■ **Given task**
Rewrite the material below from the line containing "If you could mark the rocky cliff" through its last line, keeping every request as it is. Shift each point coordinate in the answers by -70, leaving the sample coordinates inside the requests untouched.

--- START ---

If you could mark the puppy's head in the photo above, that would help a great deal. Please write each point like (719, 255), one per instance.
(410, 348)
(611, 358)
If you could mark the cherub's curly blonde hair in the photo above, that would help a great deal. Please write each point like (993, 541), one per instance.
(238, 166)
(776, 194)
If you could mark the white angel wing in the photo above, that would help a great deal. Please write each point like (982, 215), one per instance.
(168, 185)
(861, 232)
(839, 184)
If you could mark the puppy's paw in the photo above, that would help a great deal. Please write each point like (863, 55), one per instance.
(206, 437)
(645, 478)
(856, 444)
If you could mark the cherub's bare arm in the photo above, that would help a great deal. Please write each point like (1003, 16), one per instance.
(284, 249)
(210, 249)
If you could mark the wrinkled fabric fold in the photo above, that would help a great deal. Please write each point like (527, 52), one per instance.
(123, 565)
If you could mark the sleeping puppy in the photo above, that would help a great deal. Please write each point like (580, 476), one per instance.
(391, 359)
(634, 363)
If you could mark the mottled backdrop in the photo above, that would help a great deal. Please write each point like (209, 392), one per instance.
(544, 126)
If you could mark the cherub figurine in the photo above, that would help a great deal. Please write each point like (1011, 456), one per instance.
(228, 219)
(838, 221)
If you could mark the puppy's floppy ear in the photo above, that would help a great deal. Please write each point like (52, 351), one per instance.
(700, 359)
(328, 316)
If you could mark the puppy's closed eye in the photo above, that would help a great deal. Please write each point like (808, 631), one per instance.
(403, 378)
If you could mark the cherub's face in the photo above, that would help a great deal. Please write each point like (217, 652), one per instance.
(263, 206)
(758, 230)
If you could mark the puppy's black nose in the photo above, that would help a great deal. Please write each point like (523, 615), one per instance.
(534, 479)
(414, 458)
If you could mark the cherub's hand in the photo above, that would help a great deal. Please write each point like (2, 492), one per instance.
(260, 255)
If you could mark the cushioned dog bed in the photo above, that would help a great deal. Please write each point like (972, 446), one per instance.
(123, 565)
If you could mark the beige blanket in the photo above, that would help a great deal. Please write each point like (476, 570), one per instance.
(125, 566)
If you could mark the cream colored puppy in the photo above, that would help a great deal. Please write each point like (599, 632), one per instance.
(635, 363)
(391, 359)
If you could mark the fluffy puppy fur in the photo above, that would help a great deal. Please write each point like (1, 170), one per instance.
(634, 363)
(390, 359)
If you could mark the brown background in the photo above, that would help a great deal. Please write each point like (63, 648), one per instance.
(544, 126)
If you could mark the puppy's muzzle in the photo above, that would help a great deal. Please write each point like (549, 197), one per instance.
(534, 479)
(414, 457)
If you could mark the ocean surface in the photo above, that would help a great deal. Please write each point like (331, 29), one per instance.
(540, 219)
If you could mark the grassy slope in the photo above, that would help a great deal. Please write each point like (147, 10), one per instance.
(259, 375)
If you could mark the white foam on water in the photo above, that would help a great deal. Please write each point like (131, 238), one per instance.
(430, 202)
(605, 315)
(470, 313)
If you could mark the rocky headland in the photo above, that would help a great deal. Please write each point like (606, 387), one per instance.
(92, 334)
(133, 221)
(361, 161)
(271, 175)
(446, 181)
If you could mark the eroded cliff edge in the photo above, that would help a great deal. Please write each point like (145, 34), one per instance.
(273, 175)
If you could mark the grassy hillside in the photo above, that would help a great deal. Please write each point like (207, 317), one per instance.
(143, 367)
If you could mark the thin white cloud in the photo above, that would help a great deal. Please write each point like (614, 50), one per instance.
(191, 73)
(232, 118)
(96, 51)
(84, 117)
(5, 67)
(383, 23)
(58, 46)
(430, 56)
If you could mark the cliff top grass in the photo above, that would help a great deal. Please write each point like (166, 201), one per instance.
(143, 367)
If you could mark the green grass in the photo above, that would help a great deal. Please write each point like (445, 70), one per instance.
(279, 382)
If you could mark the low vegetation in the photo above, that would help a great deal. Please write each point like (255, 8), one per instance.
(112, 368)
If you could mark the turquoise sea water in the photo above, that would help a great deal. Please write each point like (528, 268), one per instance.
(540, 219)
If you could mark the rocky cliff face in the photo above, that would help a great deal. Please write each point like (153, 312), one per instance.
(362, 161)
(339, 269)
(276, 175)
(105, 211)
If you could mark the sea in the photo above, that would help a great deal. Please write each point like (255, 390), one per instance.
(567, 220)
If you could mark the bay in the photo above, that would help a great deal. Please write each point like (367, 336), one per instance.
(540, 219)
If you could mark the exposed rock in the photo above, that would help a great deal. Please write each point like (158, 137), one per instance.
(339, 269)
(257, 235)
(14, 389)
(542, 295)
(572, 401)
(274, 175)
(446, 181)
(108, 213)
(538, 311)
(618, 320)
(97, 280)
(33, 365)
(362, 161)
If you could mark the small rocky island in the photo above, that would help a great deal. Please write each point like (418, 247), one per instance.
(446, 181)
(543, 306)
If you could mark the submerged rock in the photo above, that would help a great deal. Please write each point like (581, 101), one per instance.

--- END ---

■ **Output of the exercise**
If you could mark the rocky cliff face in the photo above, that would help a great deal. Please write each point like (153, 312), one per instance.
(292, 91)
(269, 199)
(206, 105)
(35, 141)
If you could mark the sea in the photo above, that would help a great deal. Please write each point like (255, 390), one per instance.
(497, 150)
If you could mark the bay in the photo above, that would help a great deal. Please write each point like (367, 336), one per instance.
(470, 149)
If you could mark the exposed rock in the photo above, that would help a great deal. Please write each point like (158, 137), one per instance.
(269, 199)
(187, 165)
(-56, 319)
(472, 225)
(502, 331)
(204, 105)
(376, 111)
(38, 143)
(468, 241)
(548, 250)
(27, 210)
(-37, 295)
(292, 91)
If you could mark the small rocky island in the photo above, that would help a great deal. Please write each point like (418, 247), one per instance.
(376, 111)
(473, 236)
If you could mark the submerged rock in the photo above, that would help a great deal. Please write each point like (581, 101), one per instance.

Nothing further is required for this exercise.